- [Excerpted records]:
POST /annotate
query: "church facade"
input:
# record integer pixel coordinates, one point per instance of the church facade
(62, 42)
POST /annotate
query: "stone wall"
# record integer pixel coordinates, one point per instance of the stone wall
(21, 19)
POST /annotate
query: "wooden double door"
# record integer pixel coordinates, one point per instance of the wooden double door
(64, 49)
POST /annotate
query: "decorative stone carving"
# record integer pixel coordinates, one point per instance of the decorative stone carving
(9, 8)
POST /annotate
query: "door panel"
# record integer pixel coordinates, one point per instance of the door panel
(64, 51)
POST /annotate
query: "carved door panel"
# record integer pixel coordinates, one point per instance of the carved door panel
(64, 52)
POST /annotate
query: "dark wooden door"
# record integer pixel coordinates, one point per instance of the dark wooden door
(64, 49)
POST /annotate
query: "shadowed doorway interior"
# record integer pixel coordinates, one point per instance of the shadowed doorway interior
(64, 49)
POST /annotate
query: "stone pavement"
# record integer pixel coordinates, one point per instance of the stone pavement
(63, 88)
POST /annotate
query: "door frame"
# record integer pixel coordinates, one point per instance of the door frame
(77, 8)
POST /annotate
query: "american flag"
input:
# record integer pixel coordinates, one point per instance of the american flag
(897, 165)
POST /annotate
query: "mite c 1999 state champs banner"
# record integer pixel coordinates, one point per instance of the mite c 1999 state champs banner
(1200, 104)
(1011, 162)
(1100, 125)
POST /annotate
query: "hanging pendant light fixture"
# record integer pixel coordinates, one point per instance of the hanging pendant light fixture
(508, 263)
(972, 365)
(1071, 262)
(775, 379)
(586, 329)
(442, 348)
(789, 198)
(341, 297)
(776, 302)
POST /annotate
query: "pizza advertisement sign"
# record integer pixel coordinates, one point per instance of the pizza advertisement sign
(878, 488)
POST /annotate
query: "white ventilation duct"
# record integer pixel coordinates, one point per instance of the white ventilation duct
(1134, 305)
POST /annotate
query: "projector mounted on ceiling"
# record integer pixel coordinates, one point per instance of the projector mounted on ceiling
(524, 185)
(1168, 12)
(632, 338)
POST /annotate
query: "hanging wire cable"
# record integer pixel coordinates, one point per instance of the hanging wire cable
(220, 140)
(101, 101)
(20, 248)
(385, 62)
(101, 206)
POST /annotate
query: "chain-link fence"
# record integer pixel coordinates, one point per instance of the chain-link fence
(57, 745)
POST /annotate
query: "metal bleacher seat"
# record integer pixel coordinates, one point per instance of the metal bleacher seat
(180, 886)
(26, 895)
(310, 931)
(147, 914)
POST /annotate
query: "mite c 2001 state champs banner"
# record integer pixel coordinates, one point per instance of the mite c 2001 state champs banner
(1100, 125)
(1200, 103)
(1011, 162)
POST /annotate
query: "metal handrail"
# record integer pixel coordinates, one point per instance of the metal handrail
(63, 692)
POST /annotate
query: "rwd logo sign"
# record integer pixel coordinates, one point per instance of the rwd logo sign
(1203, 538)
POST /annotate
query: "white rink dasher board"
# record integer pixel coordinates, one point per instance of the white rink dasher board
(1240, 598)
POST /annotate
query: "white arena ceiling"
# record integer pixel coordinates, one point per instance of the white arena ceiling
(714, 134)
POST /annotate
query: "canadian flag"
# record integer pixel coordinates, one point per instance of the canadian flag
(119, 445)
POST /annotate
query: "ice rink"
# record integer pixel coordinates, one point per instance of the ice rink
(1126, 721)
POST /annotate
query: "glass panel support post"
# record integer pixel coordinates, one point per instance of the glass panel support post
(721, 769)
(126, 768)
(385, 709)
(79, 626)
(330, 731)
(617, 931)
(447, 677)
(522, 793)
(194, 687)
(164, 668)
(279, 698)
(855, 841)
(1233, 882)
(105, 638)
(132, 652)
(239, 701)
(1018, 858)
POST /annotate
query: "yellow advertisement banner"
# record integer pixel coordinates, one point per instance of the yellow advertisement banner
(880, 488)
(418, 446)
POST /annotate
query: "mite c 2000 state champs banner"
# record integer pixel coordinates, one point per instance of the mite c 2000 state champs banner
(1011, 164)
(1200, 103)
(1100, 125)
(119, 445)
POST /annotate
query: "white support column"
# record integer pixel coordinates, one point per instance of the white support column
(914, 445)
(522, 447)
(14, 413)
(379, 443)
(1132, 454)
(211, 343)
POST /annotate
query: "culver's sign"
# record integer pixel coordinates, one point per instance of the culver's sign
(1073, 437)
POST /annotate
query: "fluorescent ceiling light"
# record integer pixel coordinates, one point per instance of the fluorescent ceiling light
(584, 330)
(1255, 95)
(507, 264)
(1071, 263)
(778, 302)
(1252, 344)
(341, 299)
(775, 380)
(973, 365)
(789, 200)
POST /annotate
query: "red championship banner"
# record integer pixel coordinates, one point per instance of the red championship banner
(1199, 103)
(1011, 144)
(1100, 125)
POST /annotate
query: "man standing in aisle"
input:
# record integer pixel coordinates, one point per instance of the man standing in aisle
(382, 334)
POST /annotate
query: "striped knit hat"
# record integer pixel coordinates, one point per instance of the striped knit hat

- [Task to complete]: Each record should come back exactly as written.

- [Answer in full]:
POST /annotate
query: "church facade"
input:
# record integer pixel coordinates, one point per instance of the church facade
(62, 42)
POST /annotate
query: "stone wall"
# record integer pixel coordinates, one point per instance of the stone wall
(21, 19)
POST /annotate
query: "wooden double door"
# record integer pixel coordinates, one point per instance of the wooden double door
(64, 49)
POST /annotate
query: "decorative stone carving"
# record integer pixel coordinates, one point per instance of the decorative stone carving
(9, 8)
POST /annotate
query: "door panel"
# record integer pixel coordinates, one point per instance of the door panel
(64, 51)
POST /annotate
query: "carved door panel"
# record integer pixel coordinates, one point per instance of the carved door panel
(64, 52)
POST /annotate
query: "dark wooden door"
# record integer pixel coordinates, one point per instance of the dark wooden door
(64, 49)
POST /annotate
query: "shadowed doorway interior"
# record integer pixel coordinates, one point per instance of the shadowed doorway interior
(64, 49)
POST /annotate
query: "stone pavement"
# record integer pixel coordinates, one point per instance of the stone pavement
(63, 88)
POST /annotate
query: "door frame"
# record integer pixel coordinates, one point per instance of the door frame
(77, 8)
POST /annotate
query: "american flag"
input:
# record integer pixel coordinates, one point per instance of the american flag
(897, 165)
POST /annotate
query: "mite c 1999 state champs banner"
# record integer pixel coordinates, one point per instance of the mite c 1999 state champs banner
(1200, 104)
(1011, 162)
(1100, 125)
POST /annotate
query: "hanging pendant light fixture"
# record integer pixel coordinates, one point per instance of the hanging pendant light fixture
(508, 263)
(972, 365)
(1071, 262)
(775, 379)
(586, 329)
(442, 348)
(789, 198)
(341, 297)
(776, 302)
POST /annotate
query: "pizza advertisement sign"
# record integer pixel coordinates, one point per instance of the pizza advertisement sign
(878, 488)
POST /annotate
query: "white ventilation duct"
# record integer pixel coordinates, one point per instance of the white ventilation duct
(1134, 305)
POST /annotate
query: "projector mounted on ceiling"
# record integer pixel coordinates, one point per instance of the projector mounted on ceiling
(524, 185)
(1168, 12)
(632, 338)
POST /annotate
query: "hanging wire cable"
# record integer pixel coordinates, one point per instance of the hanging wire cable
(220, 140)
(101, 101)
(20, 248)
(385, 62)
(101, 206)
POST /annotate
query: "chain-link fence"
# record integer pixel coordinates, one point per instance of the chain-link fence
(57, 745)
POST /annotate
query: "metal bleacher seat"
# record integer pixel coordinates, one point per instance of the metal bleacher seat
(180, 886)
(26, 895)
(310, 931)
(147, 914)
POST /annotate
query: "mite c 2001 state champs banner"
# record integer pixel coordinates, one point per instance of the mite c 2001 state champs banner
(1100, 125)
(1200, 103)
(1011, 162)
POST /annotate
query: "metal handrail"
# record integer pixel coordinates, one point per instance of the metal handrail
(63, 692)
POST /annotate
query: "rwd logo sign"
# record integer pixel coordinates, one point per instance of the rwd logo sign
(1203, 538)
POST /annotate
query: "white rink dasher board"
# record integer pixel coordinates, one point per instance of the white rink dasher board
(1240, 598)
POST /annotate
query: "white arena ceiling"
# record integer pixel coordinates, one point per instance of the white arena ceiling
(714, 134)
POST /annotate
query: "canadian flag"
# record integer pixel coordinates, one point per instance of the canadian flag
(119, 445)
POST /annotate
query: "ice rink"
# record integer pixel coordinates, one point per instance of the ice rink
(1126, 721)
POST /annotate
query: "glass panel support post"
# record integer pixel coordinates, one point per instance of the glass panel support post
(721, 769)
(126, 768)
(385, 709)
(79, 626)
(330, 731)
(617, 931)
(447, 677)
(522, 793)
(194, 687)
(164, 668)
(279, 698)
(855, 841)
(1233, 882)
(105, 638)
(132, 652)
(239, 701)
(1018, 858)
POST /annotate
query: "yellow advertisement banner"
# record integer pixel coordinates, one point per instance of the yellow advertisement banner
(880, 488)
(418, 446)
POST /annotate
query: "mite c 2000 state champs banner"
# record integer pixel coordinates, one point per instance of the mite c 2000 state champs banner
(1011, 164)
(1200, 103)
(1100, 125)
(119, 445)
POST /annotate
query: "white support column"
# record integer pixel coordinates, one point per instance of the white support column
(914, 445)
(522, 447)
(14, 413)
(379, 443)
(1132, 454)
(211, 343)
POST /annotate
query: "culver's sign"
# record integer pixel coordinates, one point per instance of the culver's sign
(1073, 437)
POST /annotate
query: "fluorescent ceiling light"
# record integer pixel coordinates, one point per instance of the fluorescent ceiling light
(584, 330)
(1255, 95)
(507, 264)
(1071, 263)
(778, 302)
(1252, 344)
(341, 299)
(775, 380)
(973, 365)
(789, 200)
POST /annotate
query: "red championship banner"
# record integer pixel coordinates, one point per instance of the red championship banner
(1199, 103)
(1011, 144)
(1100, 125)
POST /annotate
query: "man standing in aisle"
input:
# record integer pixel coordinates, one point per instance of the man standing in aisle
(382, 334)
POST /annotate
query: "striped knit hat"
# record integer pixel coordinates, one point per instance of the striped knit hat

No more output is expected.